TASK TO CARRY OUT: Scan the listing beneath this sentence. Report each line with the word "after".

DATASET ENTRIES:
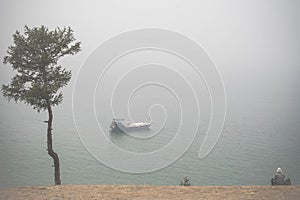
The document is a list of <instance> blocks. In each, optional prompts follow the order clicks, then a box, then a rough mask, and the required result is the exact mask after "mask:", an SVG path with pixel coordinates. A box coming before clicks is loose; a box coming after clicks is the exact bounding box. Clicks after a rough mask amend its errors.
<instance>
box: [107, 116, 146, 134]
mask: <svg viewBox="0 0 300 200" xmlns="http://www.w3.org/2000/svg"><path fill="white" fill-rule="evenodd" d="M150 125H151V122H131V121H126V120H125V119H113V120H112V122H111V125H110V127H109V129H110V131H121V132H127V131H138V130H144V129H149V127H150Z"/></svg>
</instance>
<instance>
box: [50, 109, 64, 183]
mask: <svg viewBox="0 0 300 200" xmlns="http://www.w3.org/2000/svg"><path fill="white" fill-rule="evenodd" d="M48 115H49V119H48V129H47V150H48V154H49V155H50V156H51V157H52V158H53V162H54V182H55V185H60V184H61V181H60V170H59V158H58V155H57V153H55V152H54V151H53V148H52V121H53V113H52V108H51V106H48Z"/></svg>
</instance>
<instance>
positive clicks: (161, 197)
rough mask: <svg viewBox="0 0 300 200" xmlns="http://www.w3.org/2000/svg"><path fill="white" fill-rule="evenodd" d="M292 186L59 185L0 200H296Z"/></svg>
mask: <svg viewBox="0 0 300 200" xmlns="http://www.w3.org/2000/svg"><path fill="white" fill-rule="evenodd" d="M299 198H300V185H296V186H294V185H291V186H149V185H145V186H143V185H138V186H137V185H59V186H54V185H53V186H29V187H16V188H0V199H7V200H12V199H14V200H15V199H41V200H43V199H53V200H54V199H55V200H59V199H75V200H76V199H119V200H121V199H122V200H125V199H130V200H131V199H172V200H177V199H178V200H179V199H191V200H196V199H232V200H237V199H299Z"/></svg>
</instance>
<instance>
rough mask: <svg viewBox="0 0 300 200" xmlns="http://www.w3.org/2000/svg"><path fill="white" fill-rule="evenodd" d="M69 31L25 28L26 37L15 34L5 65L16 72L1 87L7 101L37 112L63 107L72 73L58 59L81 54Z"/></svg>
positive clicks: (69, 28)
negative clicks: (50, 106)
mask: <svg viewBox="0 0 300 200" xmlns="http://www.w3.org/2000/svg"><path fill="white" fill-rule="evenodd" d="M75 40H76V39H75V37H74V36H73V31H72V30H71V28H70V27H64V28H56V29H55V30H53V31H50V30H49V29H48V28H47V27H45V26H41V27H35V28H29V27H28V26H25V27H24V33H23V34H22V33H20V32H19V31H16V33H15V34H14V35H13V45H11V46H9V47H8V50H7V54H8V55H7V56H5V57H4V62H3V63H4V64H10V65H11V66H12V68H13V70H15V71H16V72H17V74H16V75H15V76H14V77H13V78H12V79H11V82H10V84H8V85H2V88H1V90H2V93H3V95H4V97H6V98H8V100H14V101H15V102H18V101H23V102H24V103H26V104H28V105H30V106H32V107H33V108H34V109H36V110H37V111H40V110H46V109H47V108H48V107H49V106H55V105H58V104H59V103H61V101H62V99H63V94H62V93H61V91H60V89H61V88H62V87H64V86H66V85H67V84H68V82H69V81H70V79H71V71H67V70H66V69H64V68H63V67H62V66H60V65H59V64H58V60H59V58H61V57H63V56H65V55H73V54H76V53H77V52H79V51H80V42H76V41H75Z"/></svg>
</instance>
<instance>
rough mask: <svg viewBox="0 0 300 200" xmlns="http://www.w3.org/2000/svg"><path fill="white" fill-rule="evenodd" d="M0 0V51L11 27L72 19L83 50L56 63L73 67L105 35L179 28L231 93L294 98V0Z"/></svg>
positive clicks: (6, 41)
mask: <svg viewBox="0 0 300 200" xmlns="http://www.w3.org/2000/svg"><path fill="white" fill-rule="evenodd" d="M0 4H1V6H0V12H1V18H0V24H1V27H2V28H1V38H0V46H1V49H0V57H1V58H3V57H4V56H5V52H6V50H7V47H8V46H9V45H10V44H11V42H12V34H13V33H14V32H15V31H16V30H22V28H23V27H24V25H29V26H31V27H33V26H40V25H45V26H48V27H49V28H50V29H51V28H55V27H57V26H70V27H71V28H72V29H73V30H74V32H75V36H76V38H77V39H78V40H79V41H81V42H82V52H81V53H80V54H78V55H76V56H73V57H72V56H70V57H67V58H64V59H63V60H62V62H61V63H62V64H65V66H66V67H67V68H70V69H72V71H73V74H76V72H77V70H78V68H79V66H80V65H81V64H82V63H83V61H84V60H85V59H86V58H87V56H88V55H89V53H90V52H92V51H93V50H94V49H95V48H96V47H97V46H98V45H99V44H101V43H102V42H104V41H105V40H107V39H109V38H110V37H112V36H114V35H116V34H118V33H121V32H125V31H129V30H133V29H138V28H144V27H155V28H164V29H170V30H174V31H177V32H180V33H183V34H185V35H187V36H188V37H190V38H192V39H193V40H194V41H196V42H197V43H199V44H201V45H202V46H203V47H204V48H205V49H206V51H207V53H208V54H209V56H210V57H211V59H212V60H213V61H214V62H215V64H216V65H217V67H218V68H219V70H220V72H221V75H222V77H223V79H224V83H225V87H226V92H227V94H228V96H229V97H236V98H239V97H240V96H244V97H249V96H252V97H260V96H261V97H263V96H264V97H269V98H271V99H276V100H278V101H279V100H280V99H281V98H288V99H290V100H299V96H300V92H299V91H300V90H299V88H298V87H297V86H299V80H298V76H299V74H300V66H299V63H300V62H299V61H300V56H299V52H300V40H299V35H300V16H299V15H300V12H299V9H300V2H299V1H297V0H289V1H285V0H275V1H271V0H264V1H258V0H254V1H252V0H251V1H250V0H249V1H245V0H244V1H238V0H229V1H215V0H213V1H211V0H210V1H193V0H188V1H178V0H172V1H171V0H169V1H158V0H154V1H139V0H130V1H116V0H112V1H58V0H54V1H43V0H42V1H40V0H29V1H15V0H13V1H1V3H0ZM1 65H2V66H1ZM1 65H0V82H1V84H3V83H8V81H9V80H10V77H11V75H12V73H11V69H10V67H9V66H4V65H3V64H1ZM71 84H73V82H71ZM70 88H71V87H70ZM66 90H67V91H69V90H68V89H66Z"/></svg>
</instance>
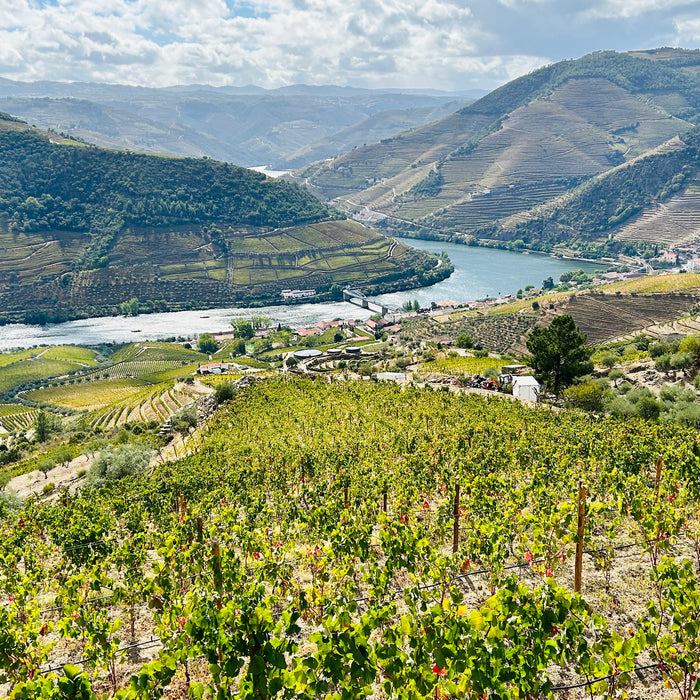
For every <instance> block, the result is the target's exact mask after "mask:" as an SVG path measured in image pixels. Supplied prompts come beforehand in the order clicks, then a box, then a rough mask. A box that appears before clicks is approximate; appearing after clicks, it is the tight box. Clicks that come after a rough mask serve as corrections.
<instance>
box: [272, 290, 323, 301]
mask: <svg viewBox="0 0 700 700" xmlns="http://www.w3.org/2000/svg"><path fill="white" fill-rule="evenodd" d="M280 295H281V297H282V299H283V300H284V301H288V300H289V299H307V298H308V297H314V296H316V290H315V289H283V290H282V292H281V293H280Z"/></svg>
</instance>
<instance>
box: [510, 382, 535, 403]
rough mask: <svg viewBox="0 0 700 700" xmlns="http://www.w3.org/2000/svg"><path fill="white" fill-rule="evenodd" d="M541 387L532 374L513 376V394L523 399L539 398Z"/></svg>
mask: <svg viewBox="0 0 700 700" xmlns="http://www.w3.org/2000/svg"><path fill="white" fill-rule="evenodd" d="M541 391H542V387H541V386H540V384H539V382H538V381H537V380H536V379H535V378H534V377H532V376H527V377H518V376H515V377H513V396H515V397H516V398H518V399H523V400H525V401H537V400H538V399H539V398H540V392H541Z"/></svg>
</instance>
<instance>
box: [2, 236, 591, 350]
mask: <svg viewBox="0 0 700 700" xmlns="http://www.w3.org/2000/svg"><path fill="white" fill-rule="evenodd" d="M399 240H400V241H403V242H407V241H406V240H405V239H402V238H400V239H399ZM410 244H411V245H413V246H415V247H420V248H421V249H422V250H425V251H427V252H432V253H435V254H439V253H441V252H443V251H444V252H446V253H447V254H448V256H449V258H450V260H451V263H452V265H453V266H454V272H453V273H452V274H451V275H450V276H449V277H446V278H445V279H443V280H442V281H440V282H437V283H436V284H433V285H431V286H427V287H421V288H417V289H416V288H413V289H409V290H405V291H396V292H390V293H386V294H380V295H377V296H375V297H374V298H375V299H376V301H378V302H379V303H381V304H384V305H385V306H390V307H392V308H401V307H402V306H403V304H404V303H405V302H408V301H411V302H414V301H418V303H419V305H420V306H422V307H423V308H427V307H430V306H431V304H432V302H436V303H437V302H441V301H447V300H455V301H457V302H460V303H465V302H469V301H476V300H479V299H485V298H488V297H502V296H506V295H508V294H515V293H516V292H517V290H518V289H521V288H522V289H524V288H526V287H527V286H528V285H533V286H536V287H537V286H540V285H541V283H542V281H543V280H544V279H545V278H548V277H552V278H554V279H558V278H559V276H560V275H561V274H562V273H564V272H567V271H570V270H572V269H577V268H579V267H583V268H584V269H585V270H586V271H590V272H592V271H593V270H594V269H596V266H593V265H591V264H590V263H580V264H578V263H577V264H576V265H572V264H571V261H563V260H560V259H558V258H551V257H549V256H541V255H522V254H520V253H516V252H512V251H503V250H498V249H493V248H475V247H469V246H465V245H458V244H454V243H443V242H435V241H420V240H411V241H410ZM261 312H263V313H264V314H265V315H266V316H269V317H270V318H272V319H273V320H274V321H275V322H278V323H280V324H281V325H283V326H292V327H297V326H309V325H314V324H316V323H317V322H318V321H332V320H334V319H349V318H353V319H359V320H366V319H368V318H369V317H370V316H371V311H368V310H366V309H361V308H358V307H357V306H354V305H351V304H349V303H347V302H342V301H330V302H328V301H317V302H316V303H308V301H307V300H304V302H302V303H298V304H290V305H286V304H281V303H277V304H272V305H269V306H264V307H260V306H245V307H238V308H235V307H232V306H226V305H223V304H222V305H220V306H219V307H216V308H208V309H198V310H181V311H175V312H166V313H152V314H148V315H139V316H102V317H92V318H87V319H80V320H75V321H69V322H65V323H60V324H49V325H45V326H38V325H27V324H11V325H7V326H4V327H3V328H0V350H9V349H12V348H27V347H33V346H38V345H63V344H78V345H100V344H102V343H110V342H117V343H125V342H132V341H136V340H162V339H165V338H172V337H187V338H191V337H194V336H197V335H199V334H201V333H222V332H224V331H227V330H230V329H231V321H235V320H237V319H245V318H250V317H251V316H253V315H256V314H260V313H261Z"/></svg>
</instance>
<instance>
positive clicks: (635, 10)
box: [582, 0, 698, 19]
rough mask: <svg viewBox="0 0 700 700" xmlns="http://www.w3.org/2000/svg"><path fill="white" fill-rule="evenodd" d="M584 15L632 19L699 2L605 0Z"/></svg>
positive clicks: (679, 1)
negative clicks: (653, 12) (659, 11)
mask: <svg viewBox="0 0 700 700" xmlns="http://www.w3.org/2000/svg"><path fill="white" fill-rule="evenodd" d="M592 5H593V6H591V7H590V9H588V10H586V11H584V12H583V13H582V14H583V15H584V16H588V17H593V18H605V19H631V18H634V17H640V16H642V15H645V14H647V13H650V12H657V11H662V12H671V11H672V10H673V9H674V8H684V7H685V8H687V7H689V6H692V5H695V6H696V7H697V5H698V3H697V2H691V1H690V0H604V1H603V2H599V3H593V4H592Z"/></svg>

SOLUTION TO THE PROBLEM:
The document is a list of <instance> blocks. In each, optional prompts follow the order clicks, then a box, then a rough mask, and the required result is the exact mask after "mask:", an SVG path with pixel coordinates. A box coming before clicks is loose; a box coming after clicks is the exact bounding box. Clicks after a rough mask amend its errors.
For every <instance> block, the result is the target's exact mask after "mask:" as an SVG path measured in image pixels. Supplied prompts come beforehand in the order clicks, then a box, then a rough mask. A box that appears before clicks is approximate; appearing after clicks, it is the tight box. Clicks that come after a rough mask serve as corrections.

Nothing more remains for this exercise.